TASK GOAL —
Somewhere below are a line with "Mark the marcher" and a later line with "Mark the groom's". Output exactly those lines and all lines between them.

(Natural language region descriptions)
━━━━━━━━━━━━━━━━━━━━━━━━━━━━━━
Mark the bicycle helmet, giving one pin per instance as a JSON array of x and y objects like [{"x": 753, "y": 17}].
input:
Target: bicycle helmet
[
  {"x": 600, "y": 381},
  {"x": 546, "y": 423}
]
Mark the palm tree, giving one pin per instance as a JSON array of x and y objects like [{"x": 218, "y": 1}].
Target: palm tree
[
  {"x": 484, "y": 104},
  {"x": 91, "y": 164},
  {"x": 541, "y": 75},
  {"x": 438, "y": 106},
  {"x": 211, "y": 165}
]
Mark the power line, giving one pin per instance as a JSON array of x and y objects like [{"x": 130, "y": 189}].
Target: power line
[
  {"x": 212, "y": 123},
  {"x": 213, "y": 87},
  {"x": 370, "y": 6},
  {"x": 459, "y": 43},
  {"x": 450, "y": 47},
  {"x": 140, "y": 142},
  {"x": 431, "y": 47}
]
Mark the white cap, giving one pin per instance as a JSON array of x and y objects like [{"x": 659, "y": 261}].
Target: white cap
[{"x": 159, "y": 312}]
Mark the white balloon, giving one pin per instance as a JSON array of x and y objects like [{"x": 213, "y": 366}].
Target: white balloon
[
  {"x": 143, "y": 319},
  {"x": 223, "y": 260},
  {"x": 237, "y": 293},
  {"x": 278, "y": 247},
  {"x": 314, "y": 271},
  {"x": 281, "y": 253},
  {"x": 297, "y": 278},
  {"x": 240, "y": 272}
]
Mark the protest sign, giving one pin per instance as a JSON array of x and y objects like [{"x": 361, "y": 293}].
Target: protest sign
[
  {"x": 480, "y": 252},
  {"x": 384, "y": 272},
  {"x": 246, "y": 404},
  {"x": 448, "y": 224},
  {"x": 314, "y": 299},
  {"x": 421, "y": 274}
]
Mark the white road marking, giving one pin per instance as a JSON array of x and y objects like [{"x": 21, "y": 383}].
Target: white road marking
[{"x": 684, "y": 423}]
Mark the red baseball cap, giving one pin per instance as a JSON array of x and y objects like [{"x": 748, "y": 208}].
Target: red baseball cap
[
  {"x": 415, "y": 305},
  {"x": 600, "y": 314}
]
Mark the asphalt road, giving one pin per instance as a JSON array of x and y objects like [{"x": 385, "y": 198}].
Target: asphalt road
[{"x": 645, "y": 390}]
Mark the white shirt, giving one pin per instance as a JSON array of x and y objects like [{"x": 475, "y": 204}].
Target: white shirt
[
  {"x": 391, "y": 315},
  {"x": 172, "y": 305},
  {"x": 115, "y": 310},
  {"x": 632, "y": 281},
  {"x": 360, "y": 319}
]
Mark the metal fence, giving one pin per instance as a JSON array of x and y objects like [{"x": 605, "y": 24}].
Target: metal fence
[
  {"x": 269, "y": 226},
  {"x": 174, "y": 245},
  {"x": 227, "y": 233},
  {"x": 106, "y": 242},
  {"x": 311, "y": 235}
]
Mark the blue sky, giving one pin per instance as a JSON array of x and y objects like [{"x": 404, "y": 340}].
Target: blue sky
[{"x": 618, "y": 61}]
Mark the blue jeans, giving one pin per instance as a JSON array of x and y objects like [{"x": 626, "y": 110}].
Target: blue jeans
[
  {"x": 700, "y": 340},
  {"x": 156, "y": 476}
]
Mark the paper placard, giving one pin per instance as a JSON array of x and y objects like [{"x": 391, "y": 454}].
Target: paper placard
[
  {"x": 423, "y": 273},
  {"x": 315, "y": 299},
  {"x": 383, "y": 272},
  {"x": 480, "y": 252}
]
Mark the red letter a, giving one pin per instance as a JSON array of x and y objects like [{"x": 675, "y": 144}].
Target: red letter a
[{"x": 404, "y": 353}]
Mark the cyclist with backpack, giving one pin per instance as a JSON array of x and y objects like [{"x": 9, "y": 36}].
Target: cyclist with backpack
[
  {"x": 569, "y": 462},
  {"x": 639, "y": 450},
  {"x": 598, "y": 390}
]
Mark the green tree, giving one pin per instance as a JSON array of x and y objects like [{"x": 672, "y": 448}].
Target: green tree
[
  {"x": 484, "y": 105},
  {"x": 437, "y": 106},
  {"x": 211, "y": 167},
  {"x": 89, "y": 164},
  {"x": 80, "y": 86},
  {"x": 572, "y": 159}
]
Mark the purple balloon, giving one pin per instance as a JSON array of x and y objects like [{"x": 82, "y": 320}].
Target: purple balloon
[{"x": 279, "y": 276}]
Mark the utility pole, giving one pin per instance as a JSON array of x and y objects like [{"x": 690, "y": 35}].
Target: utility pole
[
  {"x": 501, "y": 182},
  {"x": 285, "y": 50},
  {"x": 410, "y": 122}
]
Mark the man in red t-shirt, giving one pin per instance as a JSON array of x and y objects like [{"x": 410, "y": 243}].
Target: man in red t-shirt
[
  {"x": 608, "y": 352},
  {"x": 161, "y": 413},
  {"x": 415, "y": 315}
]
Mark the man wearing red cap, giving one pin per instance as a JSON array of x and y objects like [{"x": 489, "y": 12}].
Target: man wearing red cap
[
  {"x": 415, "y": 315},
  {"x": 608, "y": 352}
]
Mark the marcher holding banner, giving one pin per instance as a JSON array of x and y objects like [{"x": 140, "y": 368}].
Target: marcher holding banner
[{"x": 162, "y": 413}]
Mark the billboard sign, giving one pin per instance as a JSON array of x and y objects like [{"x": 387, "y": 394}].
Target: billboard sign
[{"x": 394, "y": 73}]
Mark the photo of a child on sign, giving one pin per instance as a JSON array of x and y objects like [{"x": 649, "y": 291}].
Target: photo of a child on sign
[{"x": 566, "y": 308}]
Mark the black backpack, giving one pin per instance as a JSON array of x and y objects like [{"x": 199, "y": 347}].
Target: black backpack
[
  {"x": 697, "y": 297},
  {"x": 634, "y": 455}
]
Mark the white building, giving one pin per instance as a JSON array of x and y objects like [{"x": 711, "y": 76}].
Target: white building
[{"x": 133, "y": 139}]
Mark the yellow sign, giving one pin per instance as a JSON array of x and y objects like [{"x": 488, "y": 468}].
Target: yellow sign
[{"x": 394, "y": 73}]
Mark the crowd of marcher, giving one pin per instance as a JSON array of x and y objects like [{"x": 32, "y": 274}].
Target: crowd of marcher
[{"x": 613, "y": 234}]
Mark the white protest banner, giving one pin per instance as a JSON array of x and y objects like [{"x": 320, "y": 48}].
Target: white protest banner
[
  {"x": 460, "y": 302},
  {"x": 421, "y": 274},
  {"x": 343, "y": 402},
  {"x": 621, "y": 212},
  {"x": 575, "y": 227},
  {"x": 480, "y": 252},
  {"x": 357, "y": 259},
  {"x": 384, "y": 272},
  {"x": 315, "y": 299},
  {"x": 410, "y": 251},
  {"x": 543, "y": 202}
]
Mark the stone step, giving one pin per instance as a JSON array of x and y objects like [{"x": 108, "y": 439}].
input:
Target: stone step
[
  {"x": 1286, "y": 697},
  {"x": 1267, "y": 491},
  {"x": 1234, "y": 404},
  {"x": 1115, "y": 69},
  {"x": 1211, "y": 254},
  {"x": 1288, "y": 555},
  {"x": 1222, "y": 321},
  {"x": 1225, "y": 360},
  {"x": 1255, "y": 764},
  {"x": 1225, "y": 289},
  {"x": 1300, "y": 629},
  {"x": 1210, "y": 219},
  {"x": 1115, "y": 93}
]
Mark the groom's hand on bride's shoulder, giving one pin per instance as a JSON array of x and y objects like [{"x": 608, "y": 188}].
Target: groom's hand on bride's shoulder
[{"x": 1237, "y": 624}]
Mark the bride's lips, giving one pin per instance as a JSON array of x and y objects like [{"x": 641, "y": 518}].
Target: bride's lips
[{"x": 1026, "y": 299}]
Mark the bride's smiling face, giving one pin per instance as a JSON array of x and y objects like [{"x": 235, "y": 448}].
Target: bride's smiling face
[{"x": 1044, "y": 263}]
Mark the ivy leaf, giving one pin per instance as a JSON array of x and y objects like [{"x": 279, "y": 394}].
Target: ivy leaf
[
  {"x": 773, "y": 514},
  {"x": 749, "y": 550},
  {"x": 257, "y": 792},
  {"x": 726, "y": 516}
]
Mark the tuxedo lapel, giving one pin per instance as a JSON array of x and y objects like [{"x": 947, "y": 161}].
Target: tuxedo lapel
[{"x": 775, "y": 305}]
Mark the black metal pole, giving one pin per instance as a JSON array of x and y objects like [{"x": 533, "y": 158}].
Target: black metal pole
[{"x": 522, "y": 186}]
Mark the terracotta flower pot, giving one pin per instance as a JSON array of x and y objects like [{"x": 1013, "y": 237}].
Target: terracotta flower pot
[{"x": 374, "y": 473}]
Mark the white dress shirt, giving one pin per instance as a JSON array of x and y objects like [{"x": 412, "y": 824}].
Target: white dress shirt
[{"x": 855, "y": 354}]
━━━━━━━━━━━━━━━━━━━━━━━━━━━━━━
RESPONSE TO THE EXERCISE —
Mark the marcher holding banner, giving one pin per instance as a JSON array of x and y objects like [{"x": 140, "y": 368}].
Target: marcher holding banner
[{"x": 162, "y": 413}]
Mark the billboard sign, giving one pin per instance as a JSON array of x and y objects like [{"x": 387, "y": 394}].
Target: billboard sign
[{"x": 394, "y": 73}]
Mark the photo of a child on sign, giving one pin per instance as a JSON array of x and y objects like [{"x": 649, "y": 291}].
Target: photo of a child on sign
[{"x": 566, "y": 308}]
Mark the black backpack, giving one pin per instance as a JSON array of x and y objects like [{"x": 199, "y": 347}].
Target: black backpack
[
  {"x": 697, "y": 297},
  {"x": 634, "y": 455}
]
Mark the white building, giving one pin per instance as a JSON array of x and y objects like [{"x": 711, "y": 76}].
Target: white building
[{"x": 133, "y": 139}]
Mark the yellow sign, giving one pin per instance as a JSON array of x and y objects like [{"x": 488, "y": 468}].
Target: yellow sign
[{"x": 394, "y": 73}]
Mark the crowd of marcher, giving one pin per instance as a JSON array of x and y objects like [{"x": 32, "y": 274}].
Target: crowd of marcher
[{"x": 613, "y": 234}]
Mark the white protest banner, giving one pin per instance as a JSON array of x and y objects like [{"x": 320, "y": 48}].
Target: white protest banner
[
  {"x": 460, "y": 302},
  {"x": 421, "y": 274},
  {"x": 343, "y": 402},
  {"x": 621, "y": 212},
  {"x": 575, "y": 227},
  {"x": 480, "y": 252},
  {"x": 357, "y": 259},
  {"x": 384, "y": 272},
  {"x": 315, "y": 299},
  {"x": 410, "y": 251},
  {"x": 543, "y": 202}
]
Mark the stone step, giving one pin per instance as a JSON array of x and y objects like [{"x": 108, "y": 439}].
input:
Target: stone step
[
  {"x": 1286, "y": 697},
  {"x": 1267, "y": 491},
  {"x": 1234, "y": 404},
  {"x": 1115, "y": 69},
  {"x": 1211, "y": 254},
  {"x": 1288, "y": 555},
  {"x": 1222, "y": 321},
  {"x": 1225, "y": 360},
  {"x": 1255, "y": 764},
  {"x": 1225, "y": 289},
  {"x": 1300, "y": 629},
  {"x": 1210, "y": 219},
  {"x": 1115, "y": 93}
]
Mark the groom's hand on bride's shoulder, giving one pin per instance as a JSON array of x and y objects like [{"x": 608, "y": 188}].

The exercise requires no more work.